-- Begin SELECTED EXTRACT --

Licking the Frosting By Former Deb Anna

I would say that the main thing that publishing has taught me is how to meet my deadlines and then make a joke about the fact that it’s 4:23 on Saturday where I am and I’ve officially thus missed my deadline for this post.

Missing deadlines is atypical for me — I’m actually the opposite, the virtual equivalent of the kid who sat in the front row and raised her hand before the teacher even finished posing the question, because I always turn things in early. I don’t know if it’s my natural anxiety, my never-easy-to-please parents or simply my over-perfectionism at work, but it’s like something in my mind shifts when I hear a deadline and I automatically log the date as earlier.

This is all a long-winded way of trying to excuse myself for today’s lapse, which I can only explain as the result of having turned my entire life upside down by moving to New York.

I’m not sure I have that much to add to what’s already been written here about lessons gleaned from publishing, especially after Ellen Sussman’s fantastic post (and, as a side note, Bad Girls is perhaps the most consistently pleasing anthology I’ve ever read, and I’m including the one I contributed to in that assessment).

Despite not having much to add, I’d like to add:

Spending nearly a decade in the magazine world (a bulk of them spent in the gossip ghetto of People, Us Weekly, et. al.) before graduating to novels was perhaps the best training I could have. It’s probably akin to enrolling in the army in order to prepare for a rather rigorous spa trip. Which is to say that making it as a freelance journalist required so much persistence, dedication, tenacity and ego-slaying that it’s made any difficulty that’s come my way in my life as a novelist — and there have been a fair share — seem minimal.

-- End SELECTED EXTRACT --
-- Begin STORED RECORDS --

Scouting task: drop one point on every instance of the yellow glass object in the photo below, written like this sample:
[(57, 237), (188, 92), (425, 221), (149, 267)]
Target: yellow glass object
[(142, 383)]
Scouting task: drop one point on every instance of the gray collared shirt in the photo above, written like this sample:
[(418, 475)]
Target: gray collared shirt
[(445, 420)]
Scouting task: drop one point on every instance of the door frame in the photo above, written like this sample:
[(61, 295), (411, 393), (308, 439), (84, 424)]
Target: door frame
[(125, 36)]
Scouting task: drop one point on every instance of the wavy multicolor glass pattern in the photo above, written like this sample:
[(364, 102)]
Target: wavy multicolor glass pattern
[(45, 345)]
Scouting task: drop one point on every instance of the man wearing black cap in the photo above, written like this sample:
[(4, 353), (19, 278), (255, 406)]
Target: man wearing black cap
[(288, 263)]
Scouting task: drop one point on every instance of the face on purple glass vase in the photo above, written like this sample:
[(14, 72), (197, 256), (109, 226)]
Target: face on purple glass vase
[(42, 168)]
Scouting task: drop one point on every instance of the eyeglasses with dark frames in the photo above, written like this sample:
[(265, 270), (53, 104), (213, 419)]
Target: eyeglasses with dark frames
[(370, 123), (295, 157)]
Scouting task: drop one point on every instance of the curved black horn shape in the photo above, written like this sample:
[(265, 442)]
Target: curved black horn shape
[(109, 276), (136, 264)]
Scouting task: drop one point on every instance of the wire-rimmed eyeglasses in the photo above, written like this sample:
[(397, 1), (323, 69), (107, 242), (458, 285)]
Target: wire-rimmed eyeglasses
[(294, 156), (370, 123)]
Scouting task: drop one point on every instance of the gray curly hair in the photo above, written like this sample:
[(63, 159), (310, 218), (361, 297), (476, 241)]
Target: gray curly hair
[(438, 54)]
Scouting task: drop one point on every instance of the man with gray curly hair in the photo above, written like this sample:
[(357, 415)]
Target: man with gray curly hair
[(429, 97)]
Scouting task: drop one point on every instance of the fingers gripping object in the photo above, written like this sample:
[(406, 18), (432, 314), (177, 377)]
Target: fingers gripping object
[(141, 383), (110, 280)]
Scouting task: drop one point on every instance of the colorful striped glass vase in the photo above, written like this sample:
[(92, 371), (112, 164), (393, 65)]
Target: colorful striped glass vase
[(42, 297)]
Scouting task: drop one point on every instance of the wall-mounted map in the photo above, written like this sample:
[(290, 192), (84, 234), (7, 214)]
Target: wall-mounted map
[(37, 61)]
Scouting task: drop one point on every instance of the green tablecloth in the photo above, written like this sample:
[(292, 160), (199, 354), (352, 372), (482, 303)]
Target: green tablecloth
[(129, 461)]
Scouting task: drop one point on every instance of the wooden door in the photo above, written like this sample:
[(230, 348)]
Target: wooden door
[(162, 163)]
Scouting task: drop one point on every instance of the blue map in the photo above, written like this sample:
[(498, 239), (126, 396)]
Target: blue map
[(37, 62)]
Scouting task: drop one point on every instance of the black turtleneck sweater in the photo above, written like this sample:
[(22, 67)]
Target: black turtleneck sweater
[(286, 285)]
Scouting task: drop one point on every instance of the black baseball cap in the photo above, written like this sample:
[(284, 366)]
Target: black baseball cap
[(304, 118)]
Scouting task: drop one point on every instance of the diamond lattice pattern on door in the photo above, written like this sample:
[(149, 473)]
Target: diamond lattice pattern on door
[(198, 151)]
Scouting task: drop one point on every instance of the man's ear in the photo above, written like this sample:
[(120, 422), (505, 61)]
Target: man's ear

-- End STORED RECORDS --

◆ LIST OF TASKS:
**1.** In the "Licking the Frosting" post, what time and day does the writer give for the moment of writing?
**2.** Edit the "Licking the Frosting" post: rewrite the passage between "I would say" and "for this post.", inclusive, replacing "Saturday" with "Sunday".
**3.** According to the "Licking the Frosting" post, what qualities did making it as a freelance journalist require?

◆ ANSWERS TO THE PROBLEMS:
**1.** 4:23 on Saturday

**2.**
I would say that the main thing that publishing has taught me is how to meet my deadlines and then make a joke about the fact that it’s 4:23 on Sunday where I am and I’ve officially thus missed my deadline for this post.

**3.** Persistence, dedication, tenacity, and ego-slaying